__Your assignment__
Return the data that follows exactly, with each line intact.

[Exercise inputs]

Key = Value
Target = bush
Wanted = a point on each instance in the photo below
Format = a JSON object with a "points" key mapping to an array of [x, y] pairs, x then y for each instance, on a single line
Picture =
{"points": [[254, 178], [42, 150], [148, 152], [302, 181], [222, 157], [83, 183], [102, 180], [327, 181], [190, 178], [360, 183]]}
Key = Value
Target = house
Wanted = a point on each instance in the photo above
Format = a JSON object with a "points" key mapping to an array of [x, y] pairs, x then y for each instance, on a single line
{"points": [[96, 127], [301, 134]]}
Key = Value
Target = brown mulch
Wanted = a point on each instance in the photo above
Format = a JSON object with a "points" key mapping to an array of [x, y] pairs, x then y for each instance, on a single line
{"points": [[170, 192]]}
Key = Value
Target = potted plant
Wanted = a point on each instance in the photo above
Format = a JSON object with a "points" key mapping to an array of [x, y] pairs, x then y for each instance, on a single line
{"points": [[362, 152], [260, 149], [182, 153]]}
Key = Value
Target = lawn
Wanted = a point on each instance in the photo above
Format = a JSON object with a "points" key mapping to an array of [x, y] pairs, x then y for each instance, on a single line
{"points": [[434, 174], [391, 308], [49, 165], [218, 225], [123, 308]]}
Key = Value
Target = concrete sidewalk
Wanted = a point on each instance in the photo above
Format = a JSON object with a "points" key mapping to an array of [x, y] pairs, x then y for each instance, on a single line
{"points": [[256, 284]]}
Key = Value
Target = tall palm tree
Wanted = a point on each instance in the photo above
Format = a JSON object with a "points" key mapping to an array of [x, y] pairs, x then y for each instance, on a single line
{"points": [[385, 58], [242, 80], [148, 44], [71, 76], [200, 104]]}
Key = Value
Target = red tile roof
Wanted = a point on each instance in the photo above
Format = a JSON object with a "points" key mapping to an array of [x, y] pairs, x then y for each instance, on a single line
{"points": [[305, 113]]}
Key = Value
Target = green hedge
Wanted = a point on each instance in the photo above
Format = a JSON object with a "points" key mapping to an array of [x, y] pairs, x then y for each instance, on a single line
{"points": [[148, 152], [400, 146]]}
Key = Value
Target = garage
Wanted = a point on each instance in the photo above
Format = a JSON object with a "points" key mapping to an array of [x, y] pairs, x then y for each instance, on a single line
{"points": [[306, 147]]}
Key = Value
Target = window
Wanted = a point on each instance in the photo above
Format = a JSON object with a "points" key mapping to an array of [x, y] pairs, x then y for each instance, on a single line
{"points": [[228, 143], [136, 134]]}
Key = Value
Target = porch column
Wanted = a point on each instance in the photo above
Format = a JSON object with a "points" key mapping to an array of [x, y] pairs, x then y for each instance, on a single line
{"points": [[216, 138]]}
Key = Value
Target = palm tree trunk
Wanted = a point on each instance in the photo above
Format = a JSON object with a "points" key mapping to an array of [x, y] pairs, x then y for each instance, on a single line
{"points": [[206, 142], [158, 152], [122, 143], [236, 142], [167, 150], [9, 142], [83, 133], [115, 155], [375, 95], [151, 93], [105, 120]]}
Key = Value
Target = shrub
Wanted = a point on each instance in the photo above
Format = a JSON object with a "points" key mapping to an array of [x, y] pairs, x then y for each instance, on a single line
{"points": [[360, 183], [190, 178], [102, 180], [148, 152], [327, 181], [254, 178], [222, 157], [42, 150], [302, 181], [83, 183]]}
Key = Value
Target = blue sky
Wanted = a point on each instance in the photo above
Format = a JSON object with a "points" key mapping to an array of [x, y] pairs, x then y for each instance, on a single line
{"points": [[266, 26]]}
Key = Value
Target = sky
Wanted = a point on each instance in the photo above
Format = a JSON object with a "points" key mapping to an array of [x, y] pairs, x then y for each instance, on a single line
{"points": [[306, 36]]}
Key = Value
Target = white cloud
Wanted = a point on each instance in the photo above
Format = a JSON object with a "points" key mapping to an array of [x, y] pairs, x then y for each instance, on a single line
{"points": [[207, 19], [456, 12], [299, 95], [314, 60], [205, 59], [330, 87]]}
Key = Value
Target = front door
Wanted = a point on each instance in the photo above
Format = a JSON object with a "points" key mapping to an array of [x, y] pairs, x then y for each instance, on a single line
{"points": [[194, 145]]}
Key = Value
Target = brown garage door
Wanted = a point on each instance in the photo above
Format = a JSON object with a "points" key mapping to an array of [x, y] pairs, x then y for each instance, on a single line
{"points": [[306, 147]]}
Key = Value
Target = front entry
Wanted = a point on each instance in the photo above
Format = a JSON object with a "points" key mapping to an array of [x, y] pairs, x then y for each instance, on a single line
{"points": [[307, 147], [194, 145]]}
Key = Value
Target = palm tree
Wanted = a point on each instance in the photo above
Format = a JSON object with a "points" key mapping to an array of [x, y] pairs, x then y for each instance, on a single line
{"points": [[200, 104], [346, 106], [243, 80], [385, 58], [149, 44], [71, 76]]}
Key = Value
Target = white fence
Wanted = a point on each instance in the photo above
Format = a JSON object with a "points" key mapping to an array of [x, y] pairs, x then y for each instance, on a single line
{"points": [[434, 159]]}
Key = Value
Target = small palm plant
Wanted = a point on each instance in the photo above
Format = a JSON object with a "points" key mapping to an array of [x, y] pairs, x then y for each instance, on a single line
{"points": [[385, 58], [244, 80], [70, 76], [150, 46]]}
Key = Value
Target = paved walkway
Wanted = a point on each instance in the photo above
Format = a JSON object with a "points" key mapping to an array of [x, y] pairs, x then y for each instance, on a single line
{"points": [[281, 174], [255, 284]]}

[/Exercise inputs]

__Answer__
Key = Value
Target = bush
Wanted = a point on each instance in the photo below
Format = a JSON object with a "points" key mapping to an array of [x, y] pairs, x then y for each instance, on a single line
Picture =
{"points": [[254, 178], [42, 150], [148, 152], [302, 181], [222, 157], [83, 183], [102, 180], [327, 181], [190, 178], [360, 183]]}
Key = Value
Target = house
Wanted = a point on each instance in the photo above
Format = a JSON object with a "points" key mapping to an array of [x, y] pairs, x then y for each instance, on a single line
{"points": [[96, 127], [301, 134]]}
Key = Value
Target = brown mulch
Wanted = a point on each instance in the photo above
Format = a JSON object with a "points" key mapping to an array of [x, y] pairs, x then y for each instance, on a single line
{"points": [[170, 192]]}
Key = Value
Target = potted plant
Wanted = a point on each instance in the photo above
Format = a JSON object with a "points" key mapping to an array of [x, y] pairs, x then y for each instance, on a single line
{"points": [[362, 152], [260, 149], [182, 153]]}
Key = Value
Target = lawn
Wanted = a point on each instance in the photo above
Format = a JSON object with a "points" key mapping to an array of [x, y] pairs, x then y for each instance, on a single line
{"points": [[434, 174], [391, 308], [49, 165], [218, 225], [123, 308]]}
Key = Value
Target = concrete sidewalk
Wanted = a point on each instance in the photo above
Format = a JSON object with a "points" key mapping to an array of [x, y] pairs, x then y for each instance, on a single line
{"points": [[256, 284]]}
Key = Value
Target = tall palm tree
Wanted = a point on each instance in the photo above
Format = a JSON object with a "points" key mapping to an array of [x, y] pairs, x then y for each instance, on a single line
{"points": [[385, 58], [242, 80], [148, 44], [71, 76], [200, 104]]}
Key = Value
Target = red tile roof
Wanted = a point on each instance in the photo above
Format = a JSON object with a "points" key mapping to an array of [x, y] pairs, x then y for each instance, on a single line
{"points": [[305, 113]]}
Key = Value
Target = green hedge
Wanted = a point on each instance in the photo above
Format = a JSON object with a "points" key mapping to an array of [x, y] pairs, x then y for each instance, on a single line
{"points": [[148, 152], [400, 146]]}
Key = Value
Target = garage
Wanted = a point on each instance in the photo above
Format = a JSON object with a "points" key mapping to an array of [x, y] pairs, x then y for each instance, on a single line
{"points": [[306, 147]]}
Key = Value
Target = window
Wanted = a point on each instance in the photo above
Format = a JSON object with a "points" key mapping to an array of [x, y] pairs, x then y for each instance, on a single line
{"points": [[228, 143], [136, 134]]}
Key = Value
Target = porch column
Wanted = a point on each instance in the photo above
Format = a JSON object with a "points" key mapping to an array of [x, y] pairs, x then y for each instance, on a single line
{"points": [[216, 138]]}
Key = Value
Target = palm tree trunk
Wanted = a point on each instance in the photo above
Format = a JSON object with a "points" key mapping to an array of [x, y] pairs, x then y for each instance, on a single line
{"points": [[206, 142], [158, 152], [122, 143], [236, 142], [167, 150], [9, 142], [83, 133], [115, 155], [375, 95], [151, 93], [105, 120]]}
Key = Value
Target = shrub
Wanted = a point on each instance in the photo above
Format = a JSON object with a "points" key mapping to an array of [x, y] pairs, x then y for each instance, on a single line
{"points": [[360, 183], [190, 178], [102, 180], [148, 152], [327, 181], [254, 178], [222, 157], [42, 150], [302, 181], [83, 183]]}
Key = Value
Target = blue sky
Wanted = a point on each instance in the photo above
Format = a JSON object with a "points" key mapping to an array of [x, y] pairs, x then y for each instance, on a single line
{"points": [[266, 26]]}
Key = Value
Target = sky
Wanted = a point on each instance in the photo above
Format = a JSON object with a "points" key mapping to an array of [x, y] pairs, x then y for each instance, on a single line
{"points": [[306, 36]]}
Key = Value
Target = white cloud
Wanted = a point on each instance in the photo above
Format = a JSON object with a "points" key mapping to an array of [x, y] pairs, x then y for each instance, on a single line
{"points": [[207, 19], [456, 12], [299, 95], [314, 60], [205, 59], [330, 87]]}
Key = Value
Target = front door
Wanted = a point on each instance in the photo above
Format = a JSON object with a "points" key mapping to an array of [x, y] pairs, x then y for each instance, on a single line
{"points": [[194, 145]]}
Key = Value
Target = brown garage door
Wanted = a point on each instance in the photo above
Format = a JSON object with a "points" key mapping to an array of [x, y] pairs, x then y for each instance, on a single line
{"points": [[306, 147]]}
Key = Value
Target = front entry
Wanted = a point on each instance in the photo above
Format = a JSON object with a "points" key mapping to an array of [x, y] pairs, x then y for each instance, on a single line
{"points": [[307, 147], [194, 145]]}
Key = Value
Target = palm tree
Wanted = a point on each instance in the photo above
Format = a JSON object with a "points" key mapping to an array of [x, y] pairs, x then y for each instance, on a single line
{"points": [[200, 104], [346, 106], [243, 80], [385, 58], [149, 44], [71, 76]]}
Key = Value
Target = white fence
Wanted = a point on each instance in the photo above
Format = a JSON object with a "points" key mapping to an array of [x, y] pairs, x then y for each instance, on a single line
{"points": [[434, 159]]}
Key = Value
Target = small palm plant
Wanted = a point on each instance in the photo above
Format = a JSON object with a "points" key mapping to an array of [x, y] pairs, x then y for each instance, on a single line
{"points": [[385, 58], [244, 80], [70, 76], [150, 46]]}
Key = Value
Target = paved walkway
Wanted = a point on each instance in the photo above
Format = a JSON object with a "points" key mapping to an array of [x, y] pairs, x then y for each instance, on a single line
{"points": [[281, 174], [255, 284]]}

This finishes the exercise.